### Extrait fourni
Pour les patients ayant une forme sévère de la maladie, l’enzymothérapie actuelle dans la maladie de Hurler (MPS I) n’a pas d’impact sur le déclin cognitif des patients. La greffe de cellules souches hématopoïétiques n’est quand-à-elle possible que dans certaines conditions et occasionne un risque de mortalité.
Dans l’espoir d’une action sur le cerveau par un traitement moins invasif, le laboratoire ArmaGen a modifié l’enzyme IDUA (enzyme impliquée dans la maladie) en lui associant un anticorps (IgG) dont la cible est le récepteur à l’insuline que l’on trouve au niveau de la barrière naturelle du cerveau. L’idée est qu’en venant se fixer sur le récepteur, l’anticorps entraine avec lui l’enzyme IDUA qui passerait alors la barrière et pénètrerait dans le cerveau des malades.
Des perfusions chez le singe avaient précédemment permis de montrer que le complexe constitué par l’enzyme IDUA associée à l’IgG, dénommé AGT-181, avait une distribution dans le corps similaire à celle de l’enzyme seule. Mais AGT-181 était également retrouvé dans le cerveau alors que l’IDUA seule non.
Un essai clinique de phase I/II a donc été mené pour évaluer la sécurité et la tolérance du produit, et la stabilisation de la maladie chez des enfants MPS I ayant des atteintes neurocognitives. Pour rappel, la phase I/II d’un essai vise à étudier la tolérance au médicament et à définir la dose et la fréquence d’administration qui seront recommandées pour les études suivantes.

### Consignes
**a)** D'après l'extrait fourni, quel nom porte le complexe formé par l'enzyme IDUA associée à l'IgG ?
**b)** Mettez à jour le passage de l'extrait fourni compris entre « Des perfusions chez » et « les études suivantes. », inclus, en remplaçant « singe » par « macaque ».

### Extraits de données
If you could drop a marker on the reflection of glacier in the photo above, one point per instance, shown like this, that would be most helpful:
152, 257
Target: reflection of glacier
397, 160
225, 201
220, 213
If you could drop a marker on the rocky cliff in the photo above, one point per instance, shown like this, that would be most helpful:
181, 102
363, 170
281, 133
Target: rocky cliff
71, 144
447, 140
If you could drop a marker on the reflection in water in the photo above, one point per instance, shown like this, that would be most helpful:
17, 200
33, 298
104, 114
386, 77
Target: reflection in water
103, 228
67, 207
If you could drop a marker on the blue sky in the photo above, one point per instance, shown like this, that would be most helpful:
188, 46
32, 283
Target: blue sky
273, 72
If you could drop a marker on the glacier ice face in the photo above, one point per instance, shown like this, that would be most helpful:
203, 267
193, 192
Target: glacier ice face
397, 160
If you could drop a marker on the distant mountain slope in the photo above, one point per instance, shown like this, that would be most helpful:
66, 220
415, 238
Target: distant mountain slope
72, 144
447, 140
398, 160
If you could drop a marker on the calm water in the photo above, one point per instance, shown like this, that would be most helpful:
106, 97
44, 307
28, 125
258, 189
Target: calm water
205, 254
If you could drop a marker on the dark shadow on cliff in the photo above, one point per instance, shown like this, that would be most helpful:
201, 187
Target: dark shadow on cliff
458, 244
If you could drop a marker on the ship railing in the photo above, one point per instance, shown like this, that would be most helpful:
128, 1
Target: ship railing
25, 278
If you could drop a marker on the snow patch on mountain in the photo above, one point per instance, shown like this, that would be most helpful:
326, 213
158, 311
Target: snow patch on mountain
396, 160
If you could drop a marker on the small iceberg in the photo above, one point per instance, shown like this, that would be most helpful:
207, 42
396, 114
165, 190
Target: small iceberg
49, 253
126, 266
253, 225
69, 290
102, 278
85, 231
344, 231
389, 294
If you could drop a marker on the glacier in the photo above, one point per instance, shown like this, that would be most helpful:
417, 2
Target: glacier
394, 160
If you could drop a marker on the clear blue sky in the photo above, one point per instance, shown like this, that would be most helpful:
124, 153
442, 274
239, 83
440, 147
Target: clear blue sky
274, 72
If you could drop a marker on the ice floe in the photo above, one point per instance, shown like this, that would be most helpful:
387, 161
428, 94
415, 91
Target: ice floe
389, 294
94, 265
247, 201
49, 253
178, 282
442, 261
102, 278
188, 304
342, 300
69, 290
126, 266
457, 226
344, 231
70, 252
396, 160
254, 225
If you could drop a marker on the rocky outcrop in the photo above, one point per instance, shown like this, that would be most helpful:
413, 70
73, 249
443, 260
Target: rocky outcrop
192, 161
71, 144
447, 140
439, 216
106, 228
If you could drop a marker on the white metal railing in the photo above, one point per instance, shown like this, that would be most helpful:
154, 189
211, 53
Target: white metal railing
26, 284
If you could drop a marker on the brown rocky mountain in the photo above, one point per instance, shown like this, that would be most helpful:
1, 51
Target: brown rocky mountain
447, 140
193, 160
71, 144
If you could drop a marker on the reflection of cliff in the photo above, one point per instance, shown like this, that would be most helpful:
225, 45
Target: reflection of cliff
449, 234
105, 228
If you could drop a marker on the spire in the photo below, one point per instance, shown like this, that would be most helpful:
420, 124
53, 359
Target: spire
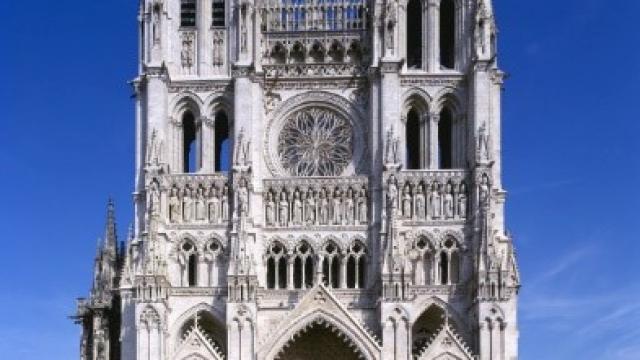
110, 237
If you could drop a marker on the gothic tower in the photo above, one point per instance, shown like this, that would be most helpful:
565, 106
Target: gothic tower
316, 179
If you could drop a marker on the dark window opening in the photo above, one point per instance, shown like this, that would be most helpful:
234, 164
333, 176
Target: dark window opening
188, 11
455, 268
445, 141
193, 270
351, 272
297, 273
271, 273
282, 273
189, 134
414, 34
413, 139
308, 272
217, 13
362, 269
444, 269
447, 34
222, 142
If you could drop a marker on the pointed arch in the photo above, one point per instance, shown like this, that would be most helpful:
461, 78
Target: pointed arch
214, 326
414, 33
416, 129
448, 34
356, 337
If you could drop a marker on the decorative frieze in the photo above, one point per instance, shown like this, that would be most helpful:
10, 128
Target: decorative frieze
316, 202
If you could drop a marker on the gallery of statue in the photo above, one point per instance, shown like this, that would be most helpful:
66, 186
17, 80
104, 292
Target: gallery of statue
315, 179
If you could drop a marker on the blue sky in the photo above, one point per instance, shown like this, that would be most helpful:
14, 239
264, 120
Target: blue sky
571, 128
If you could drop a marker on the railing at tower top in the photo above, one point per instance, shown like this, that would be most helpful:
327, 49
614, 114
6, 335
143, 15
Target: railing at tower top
313, 15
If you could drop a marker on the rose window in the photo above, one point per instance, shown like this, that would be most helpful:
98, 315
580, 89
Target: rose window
315, 142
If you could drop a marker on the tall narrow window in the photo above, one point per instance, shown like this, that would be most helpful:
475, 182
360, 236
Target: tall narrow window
222, 142
413, 140
444, 268
189, 136
447, 34
193, 270
217, 13
445, 139
303, 267
188, 11
276, 267
414, 34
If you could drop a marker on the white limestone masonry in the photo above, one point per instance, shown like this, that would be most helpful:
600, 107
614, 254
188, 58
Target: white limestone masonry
316, 179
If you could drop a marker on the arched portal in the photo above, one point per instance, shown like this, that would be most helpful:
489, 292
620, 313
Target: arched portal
319, 342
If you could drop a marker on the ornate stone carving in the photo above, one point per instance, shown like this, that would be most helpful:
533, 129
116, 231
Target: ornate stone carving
316, 142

### Corrigé de l'exercice
**a)** AGT-181

**b)**
Des perfusions chez le macaque avaient précédemment permis de montrer que le complexe constitué par l’enzyme IDUA associée à l’IgG, dénommé AGT-181, avait une distribution dans le corps similaire à celle de l’enzyme seule. Mais AGT-181 était également retrouvé dans le cerveau alors que l’IDUA seule non.
Un essai clinique de phase I/II a donc été mené pour évaluer la sécurité et la tolérance du produit, et la stabilisation de la maladie chez des enfants MPS I ayant des atteintes neurocognitives. Pour rappel, la phase I/II d’un essai vise à étudier la tolérance au médicament et à définir la dose et la fréquence d’administration qui seront recommandées pour les études suivantes.